▸ Provided text
_ _ _ _
The hole transport layer 13 and the electron transport layer 15 function to efficiently transfer carriers to the luminescent polymer, thereby increasing luminescence efficiency in the luminescent polymer. Further, the material forming the hole transport layer 13 and the electron transport layer 15 is not particularly limited in the present invention. For example, the hole transport layer material includes PEDOT:PSS as poly(3,4-ethylenedioxy-thiophene) (PEDOT) doped with a poly(styrenesulfonic acid) (PSS) layer, and N,N′-bis(3-methylphenyl)-N,N-diphenyl-[1,1′-biphenyl]-4,4′-diamine (TPD), while the electron transport material includes aluminum trihydroxyquinoline (Alq₃), a 1,3,4-oxadiazole derivative PBD (2-(4-biphenylyl)-5-phenyl-1,3,4-oxadiazole), a quinoxaline derivative TPQ (1,3,4-tris[(3-phenyl-6-trifluoromethyl)quinoxaline-2-yl]benzene) and a triazole derivative.
_ _ _ _
▸ Task instructions
1. Name every electron transport material given as an example in the passage on transport layers.
2. Select each line of the listing below that contains the word "black".
_ _ _ _
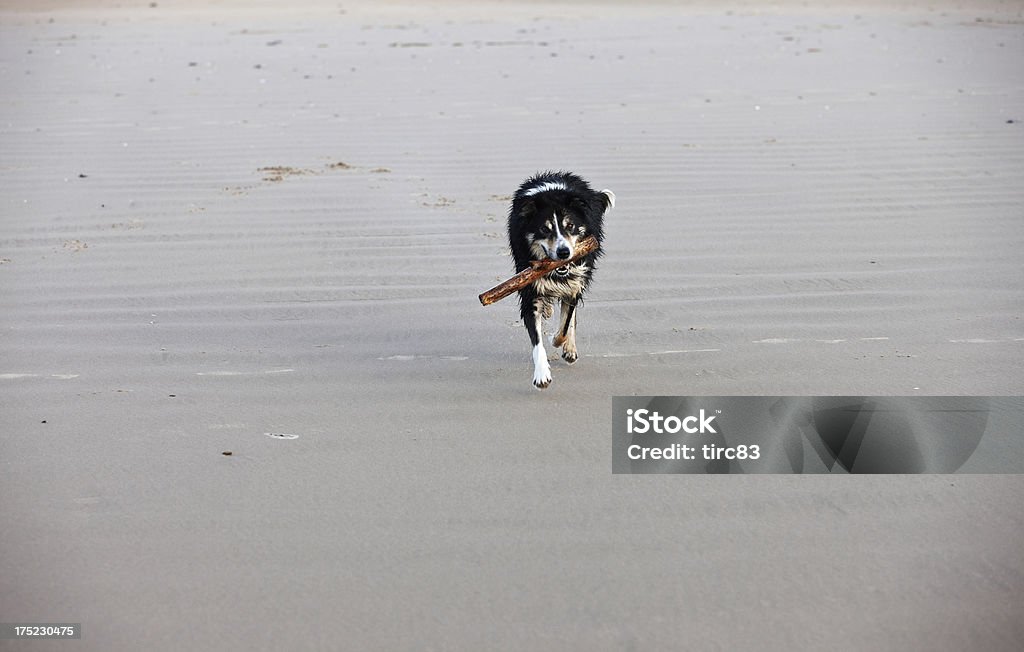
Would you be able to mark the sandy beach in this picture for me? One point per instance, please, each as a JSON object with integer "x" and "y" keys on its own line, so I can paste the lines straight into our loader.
{"x": 233, "y": 228}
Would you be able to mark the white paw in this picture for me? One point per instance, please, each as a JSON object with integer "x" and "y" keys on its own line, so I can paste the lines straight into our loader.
{"x": 542, "y": 371}
{"x": 542, "y": 376}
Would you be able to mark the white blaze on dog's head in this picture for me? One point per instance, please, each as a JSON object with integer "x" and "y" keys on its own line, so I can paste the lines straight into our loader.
{"x": 555, "y": 236}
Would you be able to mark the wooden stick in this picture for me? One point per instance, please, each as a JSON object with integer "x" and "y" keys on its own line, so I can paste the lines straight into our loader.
{"x": 585, "y": 247}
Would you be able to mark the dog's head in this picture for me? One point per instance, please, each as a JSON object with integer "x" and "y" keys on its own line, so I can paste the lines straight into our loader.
{"x": 555, "y": 222}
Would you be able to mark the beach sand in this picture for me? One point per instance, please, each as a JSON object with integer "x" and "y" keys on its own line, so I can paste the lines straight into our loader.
{"x": 263, "y": 231}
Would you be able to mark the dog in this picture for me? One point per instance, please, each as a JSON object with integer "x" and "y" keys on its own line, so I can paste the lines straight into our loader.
{"x": 550, "y": 213}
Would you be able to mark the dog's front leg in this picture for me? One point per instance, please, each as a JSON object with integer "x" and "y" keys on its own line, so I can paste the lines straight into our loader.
{"x": 532, "y": 316}
{"x": 565, "y": 337}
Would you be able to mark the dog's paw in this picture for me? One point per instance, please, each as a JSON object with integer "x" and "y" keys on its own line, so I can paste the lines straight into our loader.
{"x": 542, "y": 376}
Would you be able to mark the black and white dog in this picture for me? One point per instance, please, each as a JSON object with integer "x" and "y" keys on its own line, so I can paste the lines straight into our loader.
{"x": 550, "y": 213}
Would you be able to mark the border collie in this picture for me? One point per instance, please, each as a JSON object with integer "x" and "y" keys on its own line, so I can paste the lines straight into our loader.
{"x": 551, "y": 211}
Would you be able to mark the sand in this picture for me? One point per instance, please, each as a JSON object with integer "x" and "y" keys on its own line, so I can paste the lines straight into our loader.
{"x": 260, "y": 231}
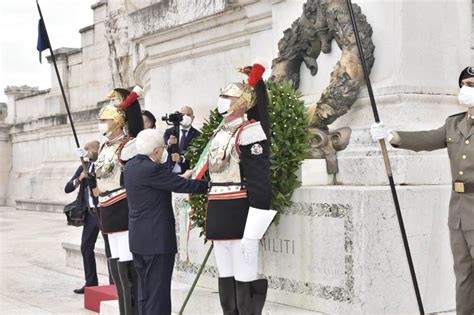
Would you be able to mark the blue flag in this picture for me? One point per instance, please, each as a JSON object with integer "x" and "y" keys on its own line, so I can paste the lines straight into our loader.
{"x": 43, "y": 40}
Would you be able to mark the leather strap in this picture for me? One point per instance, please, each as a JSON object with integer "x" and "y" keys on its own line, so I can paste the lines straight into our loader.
{"x": 461, "y": 187}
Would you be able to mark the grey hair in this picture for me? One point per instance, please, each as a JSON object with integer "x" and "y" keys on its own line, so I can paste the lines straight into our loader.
{"x": 148, "y": 140}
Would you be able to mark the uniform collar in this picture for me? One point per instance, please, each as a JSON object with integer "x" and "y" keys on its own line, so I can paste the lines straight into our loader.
{"x": 465, "y": 127}
{"x": 115, "y": 140}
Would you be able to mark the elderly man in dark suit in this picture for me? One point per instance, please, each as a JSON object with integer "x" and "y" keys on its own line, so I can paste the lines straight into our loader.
{"x": 152, "y": 232}
{"x": 176, "y": 161}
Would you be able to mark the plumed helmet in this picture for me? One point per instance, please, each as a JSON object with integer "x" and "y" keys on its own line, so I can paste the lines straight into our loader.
{"x": 245, "y": 91}
{"x": 468, "y": 72}
{"x": 112, "y": 112}
{"x": 127, "y": 107}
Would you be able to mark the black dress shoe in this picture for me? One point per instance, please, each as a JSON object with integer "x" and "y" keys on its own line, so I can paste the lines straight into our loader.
_ _ _ _
▸ Solved tasks
1.
- Aluminum trihydroxyquinoline (Alq₃)
- The 1,3,4-oxadiazole derivative PBD (2-(4-biphenylyl)-5-phenyl-1,3,4-oxadiazole)
- The quinoxaline derivative TPQ (1,3,4-tris[(3-phenyl-6-trifluoromethyl)quinoxaline-2-yl]benzene)
- A triazole derivative

2.
Would you be able to mark the black and white dog in this picture for me? One point per instance, please, each as a JSON object with integer "x" and "y" keys on its own line, so I can paste the lines straight into our loader.
Would you be able to mark the black dress shoe in this picture for me? One point per instance, please, each as a JSON object with integer "x" and "y" keys on its own line, so I can paste the lines straight into our loader.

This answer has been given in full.